**Data shown**
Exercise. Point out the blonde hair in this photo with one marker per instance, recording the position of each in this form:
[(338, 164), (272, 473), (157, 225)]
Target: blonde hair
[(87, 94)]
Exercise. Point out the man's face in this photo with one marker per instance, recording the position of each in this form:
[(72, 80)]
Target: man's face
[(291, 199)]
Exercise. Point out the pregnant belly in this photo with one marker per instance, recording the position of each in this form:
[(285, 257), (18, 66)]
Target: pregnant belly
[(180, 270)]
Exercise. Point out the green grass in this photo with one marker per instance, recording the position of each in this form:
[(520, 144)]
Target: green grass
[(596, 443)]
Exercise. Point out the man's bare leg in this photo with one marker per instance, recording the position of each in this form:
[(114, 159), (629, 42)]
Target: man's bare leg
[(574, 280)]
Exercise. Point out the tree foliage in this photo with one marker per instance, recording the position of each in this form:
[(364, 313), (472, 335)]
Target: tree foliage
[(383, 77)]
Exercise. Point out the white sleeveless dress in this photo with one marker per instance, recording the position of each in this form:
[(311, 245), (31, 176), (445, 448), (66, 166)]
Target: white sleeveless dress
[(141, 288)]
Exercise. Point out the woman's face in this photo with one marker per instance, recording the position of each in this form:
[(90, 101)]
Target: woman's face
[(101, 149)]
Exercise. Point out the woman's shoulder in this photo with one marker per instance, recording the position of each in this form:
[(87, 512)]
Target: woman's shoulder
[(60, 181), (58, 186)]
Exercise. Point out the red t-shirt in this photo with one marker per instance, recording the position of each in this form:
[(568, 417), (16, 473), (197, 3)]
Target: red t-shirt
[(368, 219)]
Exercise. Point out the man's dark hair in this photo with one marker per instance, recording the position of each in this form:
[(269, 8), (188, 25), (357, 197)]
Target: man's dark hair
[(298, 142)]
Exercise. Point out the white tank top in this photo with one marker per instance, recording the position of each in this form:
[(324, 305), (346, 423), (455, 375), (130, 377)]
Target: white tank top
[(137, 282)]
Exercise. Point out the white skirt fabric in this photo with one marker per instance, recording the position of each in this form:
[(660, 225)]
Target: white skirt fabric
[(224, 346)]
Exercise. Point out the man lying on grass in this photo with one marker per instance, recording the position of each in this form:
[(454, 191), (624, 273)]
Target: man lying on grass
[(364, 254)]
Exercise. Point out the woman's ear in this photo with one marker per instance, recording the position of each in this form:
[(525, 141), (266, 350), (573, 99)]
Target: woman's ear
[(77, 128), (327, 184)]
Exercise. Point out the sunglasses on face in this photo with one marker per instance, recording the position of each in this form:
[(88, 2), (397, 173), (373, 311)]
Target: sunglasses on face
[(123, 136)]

**Task prompt**
Transcribe the lines above precisely, keeping each one unchanged.

**Finished exercise**
Exercise. Point out the blonde hair in this photo with one marker per instance, recording the position of each in this form:
[(338, 164), (272, 473), (157, 225)]
Target: blonde hair
[(87, 94)]
Exercise. Point out the man's face in this photo with one marker per instance, recording the position of each in this form:
[(72, 80)]
Target: man's face
[(291, 199)]
Exercise. Point out the pregnant belly in this photo with one marker per instance, recording the position of each in this form:
[(285, 257), (18, 66)]
Target: pregnant belly
[(180, 270)]
Exercise. Point out the green grass in this photo with one marker per instance, recording the position of each in this form:
[(520, 144)]
Target: green grass
[(596, 443)]
Exercise. Point out the man's bare leg in this photo with one marker per instance, recording the position of each in this form:
[(114, 159), (629, 42)]
Target: man's bare leg
[(574, 280)]
Exercise. Point out the tree foliage in this photo with one marker per instance, recording the position of each in this form:
[(364, 313), (472, 335)]
Target: tree foliage
[(383, 77)]
Exercise. Point out the white sleeveless dress in this photo with one marker per instance, recording the position of each in this form:
[(311, 245), (31, 176), (445, 448), (66, 166)]
Target: white sleeveless dress
[(141, 288)]
Exercise. Point out the woman's face in this photo with one marker per instance, recording the position of each in this form:
[(90, 101)]
Target: woman's face
[(101, 149)]
Exercise. Point out the woman's shoulder in this photo with one marker per instance, recording the position of each in this form:
[(87, 512)]
Target: woman's shoulder
[(60, 181), (58, 186)]
Exercise. Point out the red t-shirt in this photo with one marker per instance, recording the position of each in this form:
[(568, 417), (16, 473), (197, 3)]
Target: red t-shirt
[(368, 219)]
Exercise. Point out the man's dark hair in this photo with one marker per instance, recording the position of each in this form:
[(269, 8), (188, 25), (357, 197)]
Target: man's dark hair
[(298, 142)]
Exercise. Point out the white tank top in this photo with one marker per instance, recording the position of each in this form:
[(324, 305), (346, 423), (455, 375), (130, 377)]
Target: white tank top
[(137, 282)]
Exercise. Point out the white skirt fabric in this photo with one marker per instance, recording the position of each in this form:
[(660, 225)]
Target: white skirt fabric
[(224, 346)]
Exercise. Point out the man lying on grass in this photo with one marker per instance, recording the position of each in this form:
[(454, 191), (624, 273)]
Target: man lying on grass
[(364, 254)]
Exercise. Point out the woman's ear in this photo with one marker per instance, recording the position of each in this form:
[(525, 141), (266, 350), (573, 99)]
Target: woman's ear
[(77, 128), (327, 184)]
Exercise. Point out the sunglasses on face in this photo with one marker per instance, recording the position of each in this form:
[(88, 2), (397, 173), (373, 311)]
Target: sunglasses on face
[(123, 136)]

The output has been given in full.